Records supplied:
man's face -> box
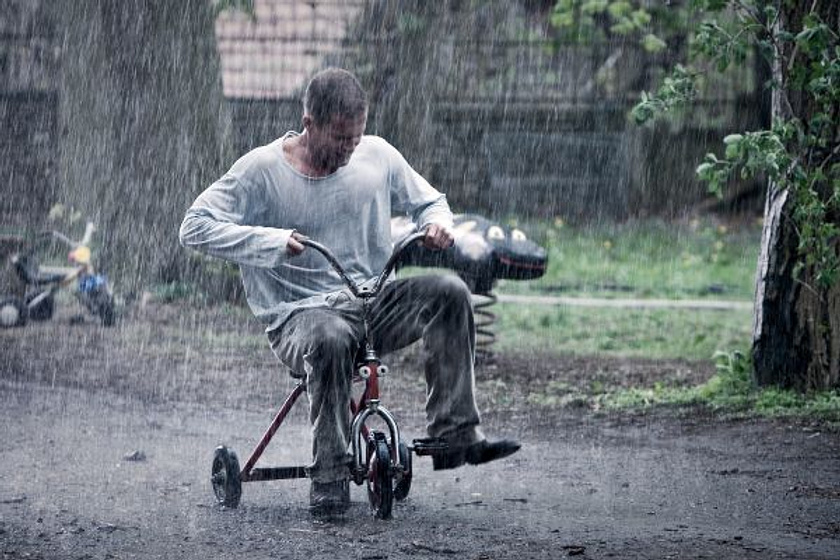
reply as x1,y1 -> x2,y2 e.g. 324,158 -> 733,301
304,113 -> 367,173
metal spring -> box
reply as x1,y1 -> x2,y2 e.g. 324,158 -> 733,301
472,292 -> 499,364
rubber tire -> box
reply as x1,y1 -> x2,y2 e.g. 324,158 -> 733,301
367,432 -> 394,519
24,292 -> 55,321
0,297 -> 29,328
394,443 -> 412,502
210,445 -> 242,508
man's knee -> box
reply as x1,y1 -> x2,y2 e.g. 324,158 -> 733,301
309,319 -> 358,358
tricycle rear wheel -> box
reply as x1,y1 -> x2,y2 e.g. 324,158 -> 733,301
210,445 -> 242,508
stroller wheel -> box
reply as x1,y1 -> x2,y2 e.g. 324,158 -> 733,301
24,292 -> 55,321
210,446 -> 242,508
0,297 -> 29,329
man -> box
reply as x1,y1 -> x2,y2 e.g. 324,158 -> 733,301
180,68 -> 519,515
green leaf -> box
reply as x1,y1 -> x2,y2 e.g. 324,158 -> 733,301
642,33 -> 668,53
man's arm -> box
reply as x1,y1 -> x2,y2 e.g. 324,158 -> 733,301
179,174 -> 303,268
382,138 -> 454,249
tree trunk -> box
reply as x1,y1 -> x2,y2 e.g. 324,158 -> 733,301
753,0 -> 840,391
55,0 -> 229,289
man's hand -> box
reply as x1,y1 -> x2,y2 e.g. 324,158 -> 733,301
423,224 -> 455,249
286,231 -> 306,257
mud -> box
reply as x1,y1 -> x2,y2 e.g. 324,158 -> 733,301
0,304 -> 840,560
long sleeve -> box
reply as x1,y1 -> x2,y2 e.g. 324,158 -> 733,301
179,173 -> 293,268
389,146 -> 452,233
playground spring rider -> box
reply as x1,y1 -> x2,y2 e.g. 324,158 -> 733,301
211,232 -> 447,519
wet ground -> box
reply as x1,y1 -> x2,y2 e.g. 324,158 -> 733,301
0,304 -> 840,560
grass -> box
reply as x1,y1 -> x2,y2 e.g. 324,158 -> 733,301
498,215 -> 761,300
472,214 -> 761,360
155,220 -> 761,360
591,351 -> 840,423
493,304 -> 751,360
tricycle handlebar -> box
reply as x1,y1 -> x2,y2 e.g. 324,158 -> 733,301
300,231 -> 426,297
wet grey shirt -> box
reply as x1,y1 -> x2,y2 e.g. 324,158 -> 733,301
180,132 -> 452,330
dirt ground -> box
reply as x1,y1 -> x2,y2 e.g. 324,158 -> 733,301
0,304 -> 840,560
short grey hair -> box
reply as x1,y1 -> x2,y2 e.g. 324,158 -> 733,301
303,68 -> 368,125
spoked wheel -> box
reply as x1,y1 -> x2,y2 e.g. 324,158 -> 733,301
367,432 -> 394,519
0,297 -> 29,328
394,442 -> 411,501
24,292 -> 55,321
210,446 -> 242,508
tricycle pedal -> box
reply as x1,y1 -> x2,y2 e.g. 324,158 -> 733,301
408,438 -> 449,456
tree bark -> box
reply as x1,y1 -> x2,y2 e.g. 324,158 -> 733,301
752,1 -> 840,391
55,0 -> 229,289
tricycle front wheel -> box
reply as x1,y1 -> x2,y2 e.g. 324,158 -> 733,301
367,432 -> 394,519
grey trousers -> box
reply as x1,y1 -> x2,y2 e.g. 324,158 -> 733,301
268,275 -> 484,482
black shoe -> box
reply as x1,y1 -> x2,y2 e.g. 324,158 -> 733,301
309,480 -> 350,517
432,439 -> 522,471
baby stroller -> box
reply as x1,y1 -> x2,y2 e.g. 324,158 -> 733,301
0,222 -> 115,328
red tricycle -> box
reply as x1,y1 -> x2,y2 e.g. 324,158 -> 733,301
211,232 -> 448,519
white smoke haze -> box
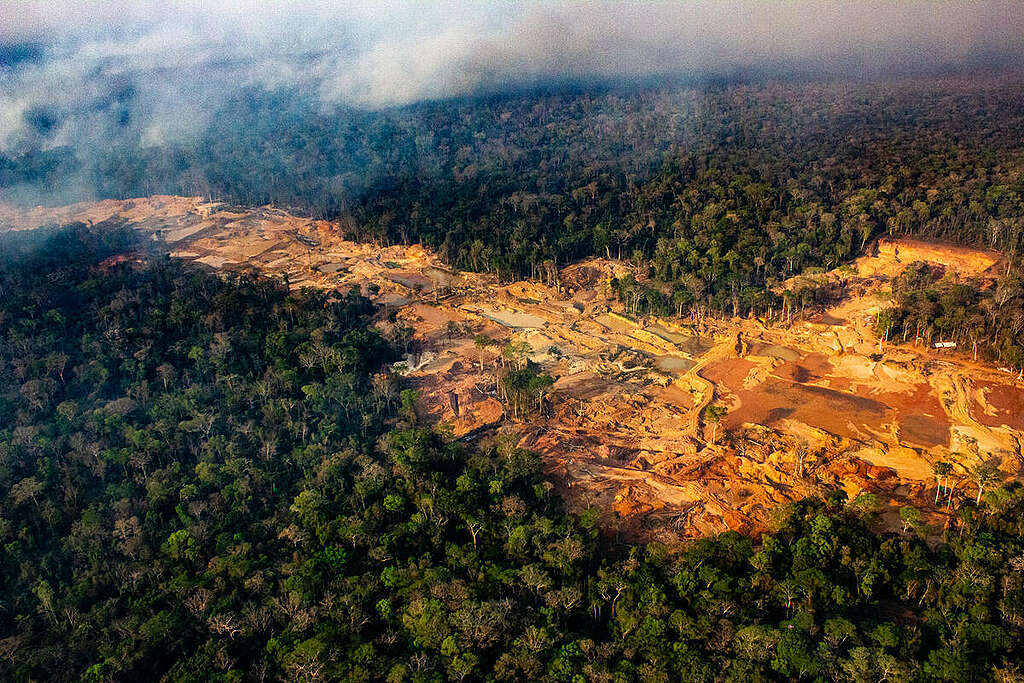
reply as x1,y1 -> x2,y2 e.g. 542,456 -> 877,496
0,0 -> 1024,153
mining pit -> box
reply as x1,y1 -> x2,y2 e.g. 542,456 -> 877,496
0,197 -> 1024,540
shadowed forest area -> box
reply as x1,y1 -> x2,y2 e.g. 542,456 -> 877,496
0,225 -> 1024,681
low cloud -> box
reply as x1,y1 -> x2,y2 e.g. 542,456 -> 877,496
0,0 -> 1024,175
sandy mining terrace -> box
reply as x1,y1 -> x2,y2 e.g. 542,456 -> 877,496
0,197 -> 1024,540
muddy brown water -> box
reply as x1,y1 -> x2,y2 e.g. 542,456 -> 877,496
654,355 -> 696,373
726,378 -> 891,438
750,342 -> 800,362
971,381 -> 1024,430
899,415 -> 949,447
647,325 -> 713,356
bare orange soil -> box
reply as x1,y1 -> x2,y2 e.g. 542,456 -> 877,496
0,197 -> 1024,538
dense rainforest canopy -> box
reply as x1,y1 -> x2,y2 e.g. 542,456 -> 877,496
0,74 -> 1024,296
0,226 -> 1024,681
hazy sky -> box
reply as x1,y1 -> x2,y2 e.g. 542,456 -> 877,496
0,0 -> 1024,151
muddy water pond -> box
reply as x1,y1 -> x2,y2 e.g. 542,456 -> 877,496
654,355 -> 696,373
476,306 -> 547,330
750,342 -> 800,362
726,379 -> 892,438
899,415 -> 949,447
647,325 -> 713,355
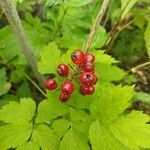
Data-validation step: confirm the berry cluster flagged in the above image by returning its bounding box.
[45,50,98,102]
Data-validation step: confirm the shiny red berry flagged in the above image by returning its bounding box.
[45,79,57,90]
[80,72,94,85]
[59,92,70,102]
[84,62,94,72]
[61,81,74,94]
[71,50,84,65]
[84,53,95,63]
[93,74,98,84]
[80,85,95,95]
[57,64,69,77]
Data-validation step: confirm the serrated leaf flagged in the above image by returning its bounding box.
[144,21,150,58]
[16,141,40,150]
[0,121,32,150]
[52,119,71,138]
[32,125,58,150]
[37,98,69,122]
[67,0,92,7]
[70,109,90,122]
[93,26,107,48]
[0,98,35,123]
[0,68,11,96]
[89,120,127,150]
[91,86,133,123]
[59,129,89,150]
[121,0,138,19]
[38,42,60,74]
[110,111,150,150]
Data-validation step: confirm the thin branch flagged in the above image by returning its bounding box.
[83,0,109,52]
[130,61,150,73]
[0,0,44,86]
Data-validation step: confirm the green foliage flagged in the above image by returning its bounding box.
[145,21,150,58]
[121,0,138,19]
[0,68,11,96]
[0,0,150,150]
[113,29,145,63]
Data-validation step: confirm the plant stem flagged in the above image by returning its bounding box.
[0,0,44,86]
[130,61,150,73]
[83,0,109,52]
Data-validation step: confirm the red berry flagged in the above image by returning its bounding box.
[59,92,70,102]
[71,50,84,65]
[93,74,98,84]
[84,53,95,63]
[57,64,69,77]
[45,79,57,90]
[80,72,94,85]
[80,85,95,95]
[61,81,74,94]
[84,62,94,72]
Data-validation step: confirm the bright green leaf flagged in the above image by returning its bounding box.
[37,98,69,122]
[59,129,89,150]
[0,68,11,96]
[89,120,127,150]
[16,141,40,150]
[110,111,150,150]
[32,125,58,150]
[145,21,150,58]
[0,120,32,150]
[52,119,71,138]
[38,42,60,74]
[133,92,150,104]
[0,98,35,122]
[67,0,92,7]
[91,86,133,123]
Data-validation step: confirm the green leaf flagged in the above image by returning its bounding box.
[95,63,125,83]
[121,0,138,19]
[93,26,107,48]
[92,50,118,65]
[52,119,71,138]
[59,129,89,150]
[0,120,32,150]
[38,42,60,74]
[16,141,40,150]
[144,21,150,58]
[70,109,90,121]
[110,111,150,150]
[67,0,92,7]
[91,86,133,123]
[89,120,127,150]
[32,125,58,150]
[133,92,150,104]
[0,98,35,123]
[36,97,69,122]
[0,68,11,96]
[16,81,32,98]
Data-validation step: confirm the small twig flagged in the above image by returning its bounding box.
[0,0,44,86]
[25,73,47,97]
[83,0,109,52]
[130,61,150,73]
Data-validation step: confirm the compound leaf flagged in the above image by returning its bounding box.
[0,98,35,123]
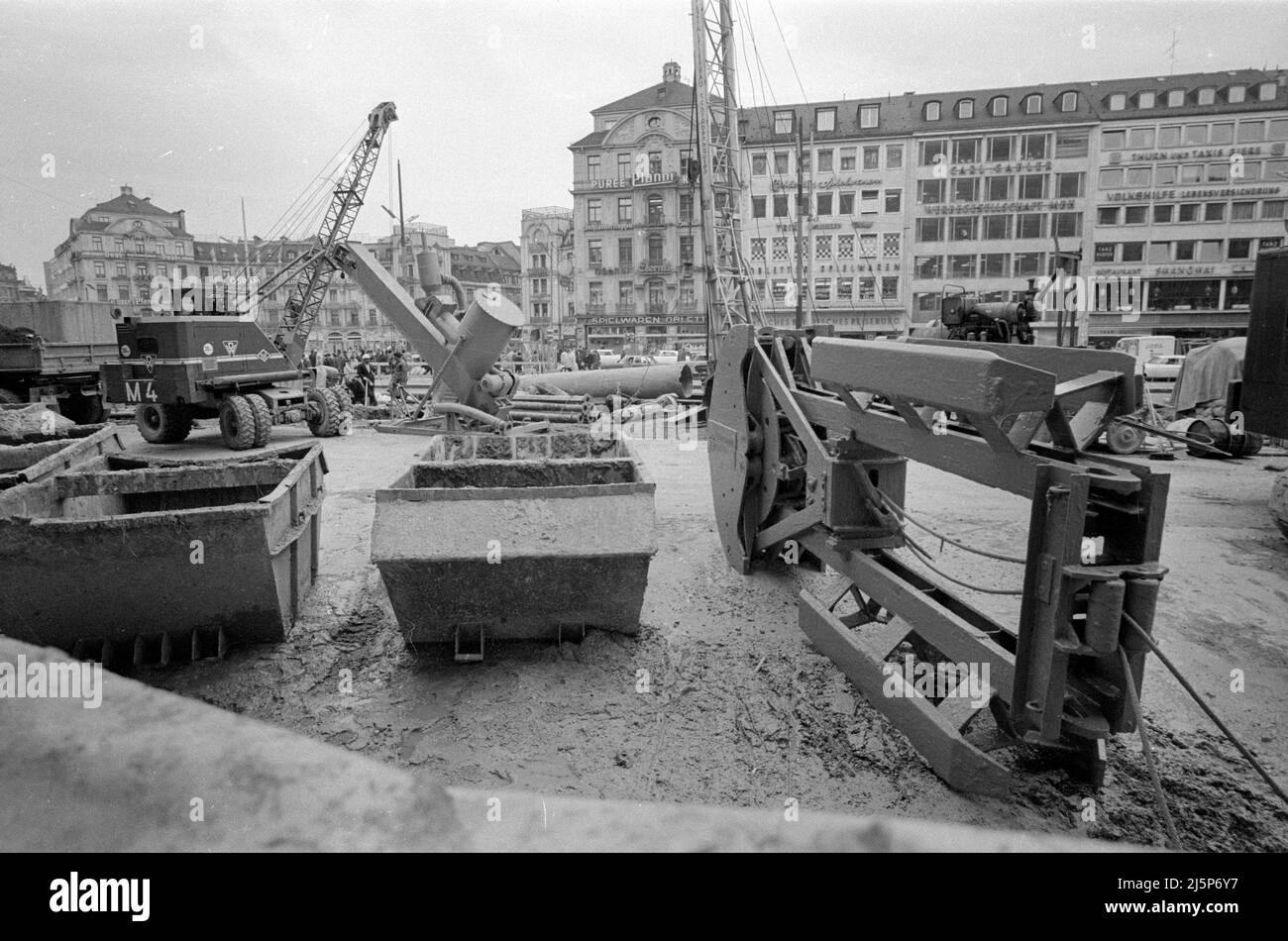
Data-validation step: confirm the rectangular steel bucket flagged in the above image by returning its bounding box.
[371,434,657,644]
[0,444,326,667]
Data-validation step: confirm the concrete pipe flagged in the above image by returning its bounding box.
[519,363,693,399]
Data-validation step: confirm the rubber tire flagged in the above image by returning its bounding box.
[1105,422,1145,455]
[219,395,255,451]
[308,388,340,438]
[246,395,273,448]
[134,403,192,444]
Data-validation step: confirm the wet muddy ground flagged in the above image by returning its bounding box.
[129,424,1288,850]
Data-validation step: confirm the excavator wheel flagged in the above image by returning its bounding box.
[219,395,255,451]
[134,401,192,444]
[308,388,340,438]
[246,395,273,448]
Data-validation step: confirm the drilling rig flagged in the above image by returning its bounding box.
[693,0,1168,794]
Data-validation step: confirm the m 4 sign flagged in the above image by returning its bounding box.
[125,379,158,401]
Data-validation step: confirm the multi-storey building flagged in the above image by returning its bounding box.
[451,242,523,306]
[741,99,914,334]
[46,186,196,306]
[743,69,1288,343]
[519,206,576,343]
[570,61,705,349]
[0,263,44,304]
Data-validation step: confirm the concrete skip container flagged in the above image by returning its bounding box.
[0,437,326,668]
[371,434,657,661]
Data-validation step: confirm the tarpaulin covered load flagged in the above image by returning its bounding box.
[1168,336,1248,412]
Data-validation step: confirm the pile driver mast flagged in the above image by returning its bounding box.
[693,0,761,360]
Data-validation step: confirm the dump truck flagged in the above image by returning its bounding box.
[0,301,117,425]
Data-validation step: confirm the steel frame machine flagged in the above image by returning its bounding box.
[708,324,1168,794]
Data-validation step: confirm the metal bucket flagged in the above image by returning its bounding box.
[0,444,326,668]
[371,434,657,659]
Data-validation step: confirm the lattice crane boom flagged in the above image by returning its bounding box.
[273,102,398,366]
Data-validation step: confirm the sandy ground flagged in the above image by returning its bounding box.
[113,422,1288,850]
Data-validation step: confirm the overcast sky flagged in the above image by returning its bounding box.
[0,0,1288,287]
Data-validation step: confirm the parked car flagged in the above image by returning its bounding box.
[1145,356,1185,379]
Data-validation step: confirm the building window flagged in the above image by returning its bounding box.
[912,255,944,279]
[953,176,979,202]
[948,255,975,278]
[648,193,665,225]
[984,214,1012,240]
[1055,128,1091,157]
[1019,173,1047,199]
[1051,212,1082,238]
[917,216,945,242]
[1020,134,1047,159]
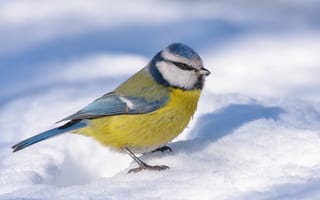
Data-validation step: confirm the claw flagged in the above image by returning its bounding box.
[152,146,172,153]
[128,164,169,173]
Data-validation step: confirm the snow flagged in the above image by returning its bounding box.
[0,0,320,200]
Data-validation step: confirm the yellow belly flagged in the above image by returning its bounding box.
[76,89,200,152]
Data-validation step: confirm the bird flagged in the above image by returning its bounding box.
[12,43,210,173]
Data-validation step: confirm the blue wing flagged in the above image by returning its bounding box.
[59,92,168,122]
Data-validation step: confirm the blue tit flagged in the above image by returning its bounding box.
[12,43,210,172]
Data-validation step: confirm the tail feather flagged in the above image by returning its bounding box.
[11,120,87,152]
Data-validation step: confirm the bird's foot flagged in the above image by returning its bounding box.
[128,163,169,173]
[152,146,172,153]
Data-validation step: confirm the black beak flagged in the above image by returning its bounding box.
[200,67,211,76]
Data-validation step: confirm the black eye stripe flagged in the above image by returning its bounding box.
[170,61,195,71]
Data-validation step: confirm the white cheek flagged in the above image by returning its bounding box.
[156,61,198,89]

Goal of the exercise:
Quote the items word for word from the line with "black shoe -> box" up to and including the line with "0,0 -> 1024,151". Leave the pictures out of your answer.

The solution:
black shoe -> box
reply as x1,y1 -> x2,y2 e.g. 324,158 -> 733,301
309,480 -> 350,517
432,439 -> 522,471
baby stroller -> box
reply as x1,y1 -> x2,y2 e.g. 324,158 -> 733,301
0,222 -> 115,328
red tricycle -> box
reply as x1,y1 -> x2,y2 e.g. 324,158 -> 733,301
211,232 -> 448,519
white smoke haze -> box
reply as x1,y1 -> x2,y2 e.g. 542,456 -> 877,496
0,0 -> 1024,153
mining pit -> box
reply as x1,y1 -> x2,y2 e.g. 542,456 -> 877,496
0,197 -> 1024,540
shadowed forest area -> box
reply as x1,y1 -> x2,y2 e.g. 542,456 -> 877,496
0,225 -> 1024,681
low cloud -> box
reply as x1,y1 -> x2,y2 e.g. 542,456 -> 877,496
0,0 -> 1024,175
sandy mining terrace -> box
reply as x1,y1 -> x2,y2 e.g. 542,456 -> 877,496
0,197 -> 1024,540
muddy brown water -> box
reply as x1,y1 -> x2,y2 e.g. 542,456 -> 877,496
654,355 -> 696,373
726,378 -> 891,438
750,342 -> 800,362
971,381 -> 1024,430
899,415 -> 949,447
647,325 -> 713,356
bare orange soil -> box
reply as x1,y1 -> x2,y2 e.g. 542,456 -> 877,496
0,197 -> 1024,538
dense rainforest canopy -> box
reply as x1,y1 -> x2,y2 e.g. 542,456 -> 877,496
0,74 -> 1024,296
0,226 -> 1024,681
hazy sky -> box
reply as x1,y1 -> x2,y2 e.g. 542,456 -> 877,496
0,0 -> 1024,151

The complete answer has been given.